Solutions Agreement

This Empower Giving Solutions Agreement is entered into by You and Empower Giving and each party agrees as follows:

1. Welcome To Empower Giving

This agreement sets forth the terms and conditions that govern Your access to and use of Our Solutions. Please contact Empower Giving if You have any questions about this agreement.

2. Ordering Procedures

We will provide You access to Our Solutions and deliver the Services detailed in the applicable Order Form. The Order Form, along with its attachments, which may include statements of work for Services (each an “SOW”), constitutes the complete and entire agreement, and supersedes all other agreements between Us concerning Our Solutions. In the event of a conflict between this agreement, an Order Form, or an SOW, the following order of precedence shall apply: (1) Order Form; (2) this agreement; (3) SOW.

3. Subscription Access And Use

a. Access. You and Your employees may access and use Subscriptions and Documentation for Your internal
business purposes during the term set forth in the Order Form.
b. Suspension; Acceptable Use Policy. We may suspend access to any Solution upon written notice if You
fail to pay fees when due, violate this agreement, or violate Empower Giving’s AUP. Suspensions are rare and exercised in a manner proportionate to the severity of the violation. We agree to work with You in good faith to address any violations in a reasonable manner, to prevent similar violations, and to reinstate the affected Solutions as quickly as possible.

4. Fees, Expenses, And Payment

The financial terms for the Solutions are set forth in the applicable Order Form.

Supplied material
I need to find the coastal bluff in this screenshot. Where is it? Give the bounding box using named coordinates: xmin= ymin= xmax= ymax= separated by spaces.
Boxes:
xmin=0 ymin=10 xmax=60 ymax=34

Direction
Reproduce the full Empower Giving solutions agreement shown above, word for word.

Answer to the problem
Solutions Agreement

This Empower Giving Solutions Agreement is entered into by You and Empower Giving and each party agrees as follows:

1. Welcome To Empower Giving

This agreement sets forth the terms and conditions that govern Your access to and use of Our Solutions. Please contact Empower Giving if You have any questions about this agreement.

2. Ordering Procedures

We will provide You access to Our Solutions and deliver the Services detailed in the applicable Order Form. The Order Form, along with its attachments, which may include statements of work for Services (each an “SOW”), constitutes the complete and entire agreement, and supersedes all other agreements between Us concerning Our Solutions. In the event of a conflict between this agreement, an Order Form, or an SOW, the following order of precedence shall apply: (1) Order Form; (2) this agreement; (3) SOW.

3. Subscription Access And Use

a. Access. You and Your employees may access and use Subscriptions and Documentation for Your internal
business purposes during the term set forth in the Order Form.
b. Suspension; Acceptable Use Policy. We may suspend access to any Solution upon written notice if You
fail to pay fees when due, violate this agreement, or violate Empower Giving’s AUP. Suspensions are rare and exercised in a manner proportionate to the severity of the violation. We agree to work with You in good faith to address any violations in a reasonable manner, to prevent similar violations, and to reinstate the affected Solutions as quickly as possible.

4. Fees, Expenses, And Payment

The financial terms for the Solutions are set forth in the applicable Order Form.